#### [Assigned task]
Write out again, exactly, the lines below starting at the one with "Target: silhouetted figure" and ending at the one with "of the water".

(Materials provided Opens)

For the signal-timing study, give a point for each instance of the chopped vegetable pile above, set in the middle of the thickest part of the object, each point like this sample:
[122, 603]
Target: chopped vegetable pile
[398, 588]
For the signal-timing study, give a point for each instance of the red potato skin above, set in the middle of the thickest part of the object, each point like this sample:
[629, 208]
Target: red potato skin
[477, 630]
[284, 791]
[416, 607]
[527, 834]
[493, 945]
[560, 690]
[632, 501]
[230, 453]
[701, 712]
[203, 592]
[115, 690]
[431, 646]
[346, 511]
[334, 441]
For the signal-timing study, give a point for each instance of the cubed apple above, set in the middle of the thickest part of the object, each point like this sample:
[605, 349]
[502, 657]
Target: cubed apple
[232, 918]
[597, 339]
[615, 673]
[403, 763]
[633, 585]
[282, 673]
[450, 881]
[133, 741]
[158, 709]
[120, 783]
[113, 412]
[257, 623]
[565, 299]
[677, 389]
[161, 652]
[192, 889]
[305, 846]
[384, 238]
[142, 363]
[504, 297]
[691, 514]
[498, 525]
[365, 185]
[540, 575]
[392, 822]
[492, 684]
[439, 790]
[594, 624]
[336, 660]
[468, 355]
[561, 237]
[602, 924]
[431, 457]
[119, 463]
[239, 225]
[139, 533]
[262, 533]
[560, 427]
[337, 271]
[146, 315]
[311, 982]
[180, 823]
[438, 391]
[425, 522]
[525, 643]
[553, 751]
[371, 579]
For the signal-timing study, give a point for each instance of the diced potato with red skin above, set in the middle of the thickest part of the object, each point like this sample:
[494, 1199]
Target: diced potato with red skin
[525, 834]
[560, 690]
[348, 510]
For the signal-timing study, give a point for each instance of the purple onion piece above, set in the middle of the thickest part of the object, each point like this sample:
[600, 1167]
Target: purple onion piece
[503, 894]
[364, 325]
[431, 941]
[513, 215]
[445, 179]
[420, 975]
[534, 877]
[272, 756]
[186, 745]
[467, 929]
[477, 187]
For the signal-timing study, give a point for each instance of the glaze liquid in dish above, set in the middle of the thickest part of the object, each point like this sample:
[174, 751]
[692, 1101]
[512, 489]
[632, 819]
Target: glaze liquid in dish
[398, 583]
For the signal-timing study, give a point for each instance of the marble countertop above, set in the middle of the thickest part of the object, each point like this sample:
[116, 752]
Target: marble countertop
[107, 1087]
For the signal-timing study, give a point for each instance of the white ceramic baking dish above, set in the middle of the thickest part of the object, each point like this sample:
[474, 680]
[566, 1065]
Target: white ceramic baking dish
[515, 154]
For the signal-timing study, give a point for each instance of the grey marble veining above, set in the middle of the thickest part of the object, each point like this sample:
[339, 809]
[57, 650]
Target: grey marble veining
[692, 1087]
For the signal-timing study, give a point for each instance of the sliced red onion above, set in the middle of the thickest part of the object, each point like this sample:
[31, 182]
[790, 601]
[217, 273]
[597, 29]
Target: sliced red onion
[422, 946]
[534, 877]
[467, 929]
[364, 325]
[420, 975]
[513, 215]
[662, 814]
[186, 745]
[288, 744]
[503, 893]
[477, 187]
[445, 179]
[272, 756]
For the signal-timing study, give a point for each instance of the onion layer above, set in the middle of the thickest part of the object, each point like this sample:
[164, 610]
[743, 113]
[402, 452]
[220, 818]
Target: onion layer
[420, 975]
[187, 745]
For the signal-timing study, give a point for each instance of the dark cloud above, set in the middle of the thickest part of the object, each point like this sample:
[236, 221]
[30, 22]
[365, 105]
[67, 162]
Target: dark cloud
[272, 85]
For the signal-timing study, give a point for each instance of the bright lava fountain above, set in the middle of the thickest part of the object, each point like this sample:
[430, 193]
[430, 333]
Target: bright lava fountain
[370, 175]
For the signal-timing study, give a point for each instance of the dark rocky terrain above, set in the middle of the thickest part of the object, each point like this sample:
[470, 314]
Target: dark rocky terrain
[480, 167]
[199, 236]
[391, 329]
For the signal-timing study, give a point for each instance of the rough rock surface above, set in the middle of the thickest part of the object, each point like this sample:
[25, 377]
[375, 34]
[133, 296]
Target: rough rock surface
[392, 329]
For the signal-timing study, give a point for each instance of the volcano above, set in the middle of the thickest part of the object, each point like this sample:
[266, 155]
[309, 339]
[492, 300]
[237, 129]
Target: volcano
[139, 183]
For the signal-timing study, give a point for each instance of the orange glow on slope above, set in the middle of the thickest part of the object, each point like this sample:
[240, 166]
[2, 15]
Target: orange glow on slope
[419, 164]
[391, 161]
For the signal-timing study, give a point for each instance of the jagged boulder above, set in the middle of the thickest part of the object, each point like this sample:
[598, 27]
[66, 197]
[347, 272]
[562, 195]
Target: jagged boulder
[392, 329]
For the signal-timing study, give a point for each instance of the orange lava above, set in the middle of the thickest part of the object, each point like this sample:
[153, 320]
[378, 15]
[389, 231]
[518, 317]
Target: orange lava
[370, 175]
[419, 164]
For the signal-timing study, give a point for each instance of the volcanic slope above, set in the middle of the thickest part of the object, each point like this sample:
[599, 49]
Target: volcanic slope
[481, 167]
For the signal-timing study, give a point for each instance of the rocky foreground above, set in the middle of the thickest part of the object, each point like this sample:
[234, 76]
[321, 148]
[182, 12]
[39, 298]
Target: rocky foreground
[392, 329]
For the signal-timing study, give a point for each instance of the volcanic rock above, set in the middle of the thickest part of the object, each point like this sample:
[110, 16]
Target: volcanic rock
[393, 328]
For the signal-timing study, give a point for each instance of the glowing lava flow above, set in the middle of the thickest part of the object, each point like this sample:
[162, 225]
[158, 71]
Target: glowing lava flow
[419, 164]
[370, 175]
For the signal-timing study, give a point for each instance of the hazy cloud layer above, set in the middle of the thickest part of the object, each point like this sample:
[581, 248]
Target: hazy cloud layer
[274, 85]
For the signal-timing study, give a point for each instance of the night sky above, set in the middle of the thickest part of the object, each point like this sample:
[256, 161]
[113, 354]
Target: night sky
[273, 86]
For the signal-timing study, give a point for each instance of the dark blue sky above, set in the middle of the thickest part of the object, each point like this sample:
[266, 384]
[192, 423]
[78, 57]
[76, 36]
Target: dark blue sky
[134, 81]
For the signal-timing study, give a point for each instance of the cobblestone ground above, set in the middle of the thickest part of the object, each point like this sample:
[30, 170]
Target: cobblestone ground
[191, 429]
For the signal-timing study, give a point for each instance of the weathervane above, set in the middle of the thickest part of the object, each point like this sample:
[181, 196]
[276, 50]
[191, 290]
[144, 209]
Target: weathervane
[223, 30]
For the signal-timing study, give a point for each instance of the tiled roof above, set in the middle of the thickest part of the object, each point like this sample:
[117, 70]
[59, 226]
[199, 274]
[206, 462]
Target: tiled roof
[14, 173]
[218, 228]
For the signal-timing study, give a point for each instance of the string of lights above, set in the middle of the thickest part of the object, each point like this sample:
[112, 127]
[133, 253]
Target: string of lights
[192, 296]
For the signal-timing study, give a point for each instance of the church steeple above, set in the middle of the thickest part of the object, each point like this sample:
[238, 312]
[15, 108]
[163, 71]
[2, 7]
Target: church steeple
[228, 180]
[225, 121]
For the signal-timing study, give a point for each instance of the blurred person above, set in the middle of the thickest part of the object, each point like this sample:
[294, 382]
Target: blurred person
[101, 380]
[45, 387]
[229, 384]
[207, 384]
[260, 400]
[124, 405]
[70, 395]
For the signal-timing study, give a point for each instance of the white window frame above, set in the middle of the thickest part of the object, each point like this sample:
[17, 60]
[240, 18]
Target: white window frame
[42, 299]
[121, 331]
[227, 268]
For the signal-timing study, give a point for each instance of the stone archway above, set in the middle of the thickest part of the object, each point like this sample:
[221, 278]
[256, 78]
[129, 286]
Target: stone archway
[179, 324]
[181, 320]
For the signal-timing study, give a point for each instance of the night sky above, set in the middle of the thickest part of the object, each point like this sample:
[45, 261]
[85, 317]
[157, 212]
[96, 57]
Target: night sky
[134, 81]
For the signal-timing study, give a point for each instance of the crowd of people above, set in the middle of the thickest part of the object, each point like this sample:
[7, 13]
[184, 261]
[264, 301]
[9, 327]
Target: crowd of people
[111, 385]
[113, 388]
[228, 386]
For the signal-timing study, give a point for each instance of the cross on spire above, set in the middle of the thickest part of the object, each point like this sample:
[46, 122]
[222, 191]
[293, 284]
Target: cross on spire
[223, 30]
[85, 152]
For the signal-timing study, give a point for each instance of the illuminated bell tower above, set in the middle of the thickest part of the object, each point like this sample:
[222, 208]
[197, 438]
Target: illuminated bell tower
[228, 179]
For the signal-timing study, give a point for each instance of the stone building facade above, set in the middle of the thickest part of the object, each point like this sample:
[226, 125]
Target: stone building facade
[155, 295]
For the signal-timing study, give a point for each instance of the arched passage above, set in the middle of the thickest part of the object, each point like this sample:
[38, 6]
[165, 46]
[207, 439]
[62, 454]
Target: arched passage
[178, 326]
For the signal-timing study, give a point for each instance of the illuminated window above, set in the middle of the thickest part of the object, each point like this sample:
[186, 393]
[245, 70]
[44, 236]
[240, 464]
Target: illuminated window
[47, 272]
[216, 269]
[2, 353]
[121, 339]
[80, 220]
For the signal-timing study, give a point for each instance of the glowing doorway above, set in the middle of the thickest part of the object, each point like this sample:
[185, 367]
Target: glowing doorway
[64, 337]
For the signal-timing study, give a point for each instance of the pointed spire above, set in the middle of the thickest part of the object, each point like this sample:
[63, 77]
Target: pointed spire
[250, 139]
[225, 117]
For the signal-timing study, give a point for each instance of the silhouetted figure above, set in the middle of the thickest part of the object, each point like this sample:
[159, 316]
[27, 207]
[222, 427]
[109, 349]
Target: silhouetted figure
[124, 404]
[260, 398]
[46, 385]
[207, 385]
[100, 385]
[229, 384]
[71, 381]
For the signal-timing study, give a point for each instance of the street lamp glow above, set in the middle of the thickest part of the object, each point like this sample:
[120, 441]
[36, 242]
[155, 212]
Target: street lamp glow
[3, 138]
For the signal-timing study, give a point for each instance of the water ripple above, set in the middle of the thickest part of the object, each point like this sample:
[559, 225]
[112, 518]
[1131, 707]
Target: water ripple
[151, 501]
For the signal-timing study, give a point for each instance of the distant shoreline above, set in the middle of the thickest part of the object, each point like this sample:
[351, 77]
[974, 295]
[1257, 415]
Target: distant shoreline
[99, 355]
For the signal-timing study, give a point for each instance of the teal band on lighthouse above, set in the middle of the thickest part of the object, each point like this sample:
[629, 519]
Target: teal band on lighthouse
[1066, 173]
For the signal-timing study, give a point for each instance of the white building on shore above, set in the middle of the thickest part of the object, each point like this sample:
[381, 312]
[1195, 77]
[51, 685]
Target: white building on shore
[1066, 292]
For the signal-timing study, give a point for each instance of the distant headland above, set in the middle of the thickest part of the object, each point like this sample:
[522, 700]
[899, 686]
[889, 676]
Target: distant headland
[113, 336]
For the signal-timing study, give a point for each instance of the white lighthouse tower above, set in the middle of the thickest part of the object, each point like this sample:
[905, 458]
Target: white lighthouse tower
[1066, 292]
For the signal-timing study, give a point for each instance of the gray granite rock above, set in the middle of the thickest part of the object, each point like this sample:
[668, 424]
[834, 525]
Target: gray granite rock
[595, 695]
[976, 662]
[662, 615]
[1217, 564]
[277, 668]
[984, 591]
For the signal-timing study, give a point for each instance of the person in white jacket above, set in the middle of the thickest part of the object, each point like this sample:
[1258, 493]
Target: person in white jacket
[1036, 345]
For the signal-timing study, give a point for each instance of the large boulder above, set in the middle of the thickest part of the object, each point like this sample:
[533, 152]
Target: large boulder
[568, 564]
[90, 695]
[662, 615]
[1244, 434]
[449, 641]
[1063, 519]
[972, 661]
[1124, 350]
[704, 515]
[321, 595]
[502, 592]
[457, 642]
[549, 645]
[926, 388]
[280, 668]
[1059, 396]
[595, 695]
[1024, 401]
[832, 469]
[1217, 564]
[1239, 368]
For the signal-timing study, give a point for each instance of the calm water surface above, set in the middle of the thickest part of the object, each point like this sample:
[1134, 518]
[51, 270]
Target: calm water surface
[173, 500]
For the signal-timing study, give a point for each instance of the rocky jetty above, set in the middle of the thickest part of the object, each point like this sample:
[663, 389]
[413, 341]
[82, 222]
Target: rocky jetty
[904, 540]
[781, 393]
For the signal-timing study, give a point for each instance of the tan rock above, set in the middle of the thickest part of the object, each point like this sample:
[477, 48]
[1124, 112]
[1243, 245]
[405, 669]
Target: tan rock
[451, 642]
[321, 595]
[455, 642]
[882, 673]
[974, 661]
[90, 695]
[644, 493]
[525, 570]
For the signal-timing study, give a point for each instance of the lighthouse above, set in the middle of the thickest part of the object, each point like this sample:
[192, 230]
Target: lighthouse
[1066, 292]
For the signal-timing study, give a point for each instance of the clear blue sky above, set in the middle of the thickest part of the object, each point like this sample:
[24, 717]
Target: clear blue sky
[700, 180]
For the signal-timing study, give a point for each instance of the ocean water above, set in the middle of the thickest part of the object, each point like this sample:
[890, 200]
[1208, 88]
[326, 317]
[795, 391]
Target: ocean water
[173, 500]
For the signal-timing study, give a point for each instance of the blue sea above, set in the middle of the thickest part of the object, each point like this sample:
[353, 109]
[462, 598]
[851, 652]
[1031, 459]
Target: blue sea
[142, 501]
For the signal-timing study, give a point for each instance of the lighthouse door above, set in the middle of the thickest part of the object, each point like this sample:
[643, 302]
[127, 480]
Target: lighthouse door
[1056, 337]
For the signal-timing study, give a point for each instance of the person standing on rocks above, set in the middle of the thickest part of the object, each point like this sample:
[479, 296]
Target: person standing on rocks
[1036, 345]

(Materials provided Closes)

#### [Completed task]
Target: silhouetted figure
[124, 404]
[260, 398]
[46, 385]
[207, 385]
[100, 385]
[229, 384]
[71, 381]
For the signal-timing study, give a point for each instance of the street lamp glow above, set in the middle of the thickest part of the object, each point like this sample:
[120, 441]
[36, 242]
[155, 212]
Target: street lamp glow
[3, 138]
For the signal-timing study, give a point for each instance of the water ripple above, set in the middle of the thickest part of the object, each point like this sample:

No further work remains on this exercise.